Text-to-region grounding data

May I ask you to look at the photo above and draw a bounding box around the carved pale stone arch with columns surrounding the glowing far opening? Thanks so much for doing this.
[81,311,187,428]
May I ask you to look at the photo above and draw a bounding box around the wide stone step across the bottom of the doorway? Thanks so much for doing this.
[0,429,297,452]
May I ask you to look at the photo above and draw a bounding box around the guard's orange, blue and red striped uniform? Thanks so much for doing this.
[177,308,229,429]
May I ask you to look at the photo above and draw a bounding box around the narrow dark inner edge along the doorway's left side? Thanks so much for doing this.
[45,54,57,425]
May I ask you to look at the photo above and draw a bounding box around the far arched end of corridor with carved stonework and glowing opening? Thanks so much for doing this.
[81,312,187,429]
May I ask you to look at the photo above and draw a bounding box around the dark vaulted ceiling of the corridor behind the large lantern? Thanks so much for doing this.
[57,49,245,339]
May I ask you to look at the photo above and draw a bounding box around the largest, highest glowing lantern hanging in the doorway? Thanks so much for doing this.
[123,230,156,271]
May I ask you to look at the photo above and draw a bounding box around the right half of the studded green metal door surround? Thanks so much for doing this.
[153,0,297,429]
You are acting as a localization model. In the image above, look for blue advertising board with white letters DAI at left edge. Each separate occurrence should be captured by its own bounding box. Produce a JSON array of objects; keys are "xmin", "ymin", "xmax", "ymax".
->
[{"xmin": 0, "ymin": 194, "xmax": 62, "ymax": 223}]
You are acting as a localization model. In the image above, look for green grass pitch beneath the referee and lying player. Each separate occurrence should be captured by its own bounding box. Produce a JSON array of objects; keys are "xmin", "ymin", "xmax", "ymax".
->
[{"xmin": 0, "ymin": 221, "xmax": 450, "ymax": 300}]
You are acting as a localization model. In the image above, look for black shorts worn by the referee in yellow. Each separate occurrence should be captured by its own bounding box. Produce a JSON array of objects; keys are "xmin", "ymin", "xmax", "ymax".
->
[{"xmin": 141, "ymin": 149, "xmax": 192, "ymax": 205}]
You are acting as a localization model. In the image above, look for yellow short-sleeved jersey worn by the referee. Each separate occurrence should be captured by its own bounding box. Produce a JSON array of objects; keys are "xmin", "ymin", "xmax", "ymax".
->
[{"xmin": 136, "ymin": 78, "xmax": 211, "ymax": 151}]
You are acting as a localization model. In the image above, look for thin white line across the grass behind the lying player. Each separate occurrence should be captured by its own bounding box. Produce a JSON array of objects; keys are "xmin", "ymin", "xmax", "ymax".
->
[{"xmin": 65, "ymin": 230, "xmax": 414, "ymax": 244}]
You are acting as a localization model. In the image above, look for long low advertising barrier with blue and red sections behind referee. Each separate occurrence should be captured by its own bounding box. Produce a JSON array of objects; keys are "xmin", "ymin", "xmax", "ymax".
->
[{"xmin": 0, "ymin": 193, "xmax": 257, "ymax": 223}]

Exercise aim
Select and copy each line from the data that includes the word "yellow".

Response for this exercise
You are acting as a localization model. In the image above, look for black shorts worn by the referee in yellow. Each separate occurrence should be captured by its own bounding box. Produce a JSON array of objects; keys are "xmin", "ymin", "xmax", "ymax".
You are acting as a localization model. In the image above, look for yellow short-sleeved jersey worn by the referee. Each separate occurrence should be captured by its own bounding box. Produce a JSON array of objects; keys are "xmin", "ymin", "xmax", "ymax".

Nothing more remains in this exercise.